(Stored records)

* * * *

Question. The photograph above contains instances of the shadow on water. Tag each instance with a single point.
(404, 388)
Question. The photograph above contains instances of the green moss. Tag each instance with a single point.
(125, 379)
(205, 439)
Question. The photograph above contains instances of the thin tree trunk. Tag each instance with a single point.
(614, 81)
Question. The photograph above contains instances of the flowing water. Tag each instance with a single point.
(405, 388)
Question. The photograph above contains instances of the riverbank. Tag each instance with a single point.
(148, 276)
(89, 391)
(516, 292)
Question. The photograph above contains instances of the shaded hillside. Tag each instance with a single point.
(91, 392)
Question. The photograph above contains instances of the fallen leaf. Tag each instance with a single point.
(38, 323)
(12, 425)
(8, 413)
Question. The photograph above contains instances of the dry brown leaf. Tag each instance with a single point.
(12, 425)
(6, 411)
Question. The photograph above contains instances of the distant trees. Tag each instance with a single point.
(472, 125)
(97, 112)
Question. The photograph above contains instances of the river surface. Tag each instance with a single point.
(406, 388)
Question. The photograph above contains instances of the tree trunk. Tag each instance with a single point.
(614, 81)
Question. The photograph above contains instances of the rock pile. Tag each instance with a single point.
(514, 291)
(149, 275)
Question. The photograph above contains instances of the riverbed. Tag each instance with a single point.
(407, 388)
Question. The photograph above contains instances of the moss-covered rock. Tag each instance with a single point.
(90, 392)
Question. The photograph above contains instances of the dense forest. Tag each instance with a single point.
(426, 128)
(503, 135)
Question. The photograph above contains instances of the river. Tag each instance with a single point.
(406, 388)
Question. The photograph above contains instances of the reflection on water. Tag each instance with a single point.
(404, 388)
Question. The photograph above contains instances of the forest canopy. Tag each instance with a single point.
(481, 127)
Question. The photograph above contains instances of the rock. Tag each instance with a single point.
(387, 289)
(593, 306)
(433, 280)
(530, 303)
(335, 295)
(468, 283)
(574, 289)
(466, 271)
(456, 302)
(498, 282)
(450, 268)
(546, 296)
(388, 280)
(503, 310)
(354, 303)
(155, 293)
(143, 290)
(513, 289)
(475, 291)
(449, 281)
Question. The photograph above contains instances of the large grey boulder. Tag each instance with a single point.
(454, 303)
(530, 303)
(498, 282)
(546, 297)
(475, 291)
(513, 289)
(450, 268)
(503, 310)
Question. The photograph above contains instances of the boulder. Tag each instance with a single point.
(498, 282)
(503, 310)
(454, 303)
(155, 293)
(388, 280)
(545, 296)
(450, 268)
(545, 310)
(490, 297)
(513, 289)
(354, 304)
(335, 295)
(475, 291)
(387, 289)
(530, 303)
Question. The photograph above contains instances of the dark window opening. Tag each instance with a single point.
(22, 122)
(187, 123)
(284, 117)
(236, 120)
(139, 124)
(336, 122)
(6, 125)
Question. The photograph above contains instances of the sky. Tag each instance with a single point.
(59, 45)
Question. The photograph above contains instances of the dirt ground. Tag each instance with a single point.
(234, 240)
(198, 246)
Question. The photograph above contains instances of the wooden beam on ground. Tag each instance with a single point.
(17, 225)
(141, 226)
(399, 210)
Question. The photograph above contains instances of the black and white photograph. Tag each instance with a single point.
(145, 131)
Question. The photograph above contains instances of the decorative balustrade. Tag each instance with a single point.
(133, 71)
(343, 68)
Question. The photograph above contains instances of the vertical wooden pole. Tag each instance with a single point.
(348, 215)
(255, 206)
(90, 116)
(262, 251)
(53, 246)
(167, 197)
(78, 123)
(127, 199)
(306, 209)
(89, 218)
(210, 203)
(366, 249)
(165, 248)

* * * *

◆ **ABOUT THIS EXERCISE**
Copy every line that appears above, with each word kept as it is.

◆ **RESULT OF THE EXERCISE**
Question. The photograph above contains instances of the shadow on water. Tag each instance with a single point.
(404, 388)
Question. The photograph above contains instances of the green moss. Tag each instance with a single point.
(125, 379)
(205, 439)
Question. The photograph above contains instances of the thin tree trunk. Tag each instance with a single point.
(614, 81)
Question. The photograph above contains instances of the flowing water. Tag each instance with a single point.
(405, 388)
Question. The photograph above contains instances of the riverbank. Tag each instance with a single point.
(148, 276)
(89, 391)
(516, 292)
Question. The photograph above contains instances of the shaded hillside. Tag each instance with a single point.
(91, 392)
Question. The photograph above contains instances of the fallen leaf. Tag each instance with a single point.
(38, 323)
(12, 425)
(8, 413)
Question. The photograph above contains instances of the dry brown leaf. Tag each instance with a single point.
(12, 425)
(6, 411)
Question. The photograph above contains instances of the distant trees. Tag each instance with a single point.
(472, 125)
(97, 112)
Question. The photograph above contains instances of the river surface. Tag each instance with a single point.
(406, 388)
Question. The photograph above contains instances of the tree trunk. Tag each instance with a single point.
(614, 81)
Question. The photograph above contains instances of the rock pile. Tag each instance with a single point.
(514, 291)
(149, 275)
Question. The photograph above contains instances of the riverbed. Tag each instance with a single point.
(407, 388)
Question. The photograph above contains instances of the moss-covered rock. Tag each instance with a single point.
(90, 392)
Question. The photograph above contains instances of the dense forest. Tag each instance with a single point.
(426, 128)
(503, 135)
Question. The photograph above contains instances of the river. Tag each instance with a single point.
(406, 388)
Question. The photograph above contains instances of the reflection on water. Tag each instance with a single point.
(404, 388)
Question. The photograph above contains instances of the forest canopy. Tag each instance with a single point.
(481, 127)
Question. The photograph above contains instances of the rock. Tag each instance with a single point.
(387, 289)
(593, 306)
(433, 280)
(530, 303)
(335, 295)
(468, 283)
(574, 289)
(466, 271)
(456, 302)
(498, 282)
(450, 268)
(546, 296)
(388, 280)
(503, 310)
(354, 303)
(155, 293)
(143, 290)
(513, 289)
(475, 291)
(449, 281)
Question. The photograph above contains instances of the large grey boulder. Tag each instance with a single point.
(454, 303)
(530, 303)
(498, 282)
(546, 297)
(475, 291)
(513, 289)
(450, 268)
(503, 310)
Question. The photograph above contains instances of the boulder. Tag each instance with a single point.
(498, 282)
(503, 310)
(454, 303)
(155, 293)
(388, 280)
(545, 296)
(450, 268)
(545, 310)
(490, 297)
(513, 289)
(354, 304)
(335, 295)
(475, 291)
(387, 289)
(530, 303)
Question. The photograph above contains instances of the dark window opening. Tag each instance with a single point.
(22, 122)
(187, 123)
(284, 117)
(236, 120)
(139, 124)
(336, 122)
(6, 125)
Question. The photograph above contains instances of the sky. Tag each instance with a single point.
(59, 45)
Question. The photograph above contains instances of the dirt ground. Tag each instance with a single point.
(234, 240)
(198, 246)
Question. The photograph above contains instances of the wooden beam on ground. Tag each instance with a single point.
(17, 225)
(141, 226)
(399, 210)
Question. The photograph above contains instances of the black and white photograph. Tag each instance with a single point.
(145, 131)
Question. The photograph above contains instances of the decorative balustrade. Tag each instance with a single point.
(133, 71)
(343, 68)
Question. The photograph above contains instances of the vertical wooden pole. Tag each instance with a single point.
(348, 215)
(255, 206)
(90, 116)
(262, 251)
(53, 246)
(167, 197)
(78, 123)
(127, 199)
(306, 209)
(89, 218)
(210, 203)
(366, 249)
(165, 248)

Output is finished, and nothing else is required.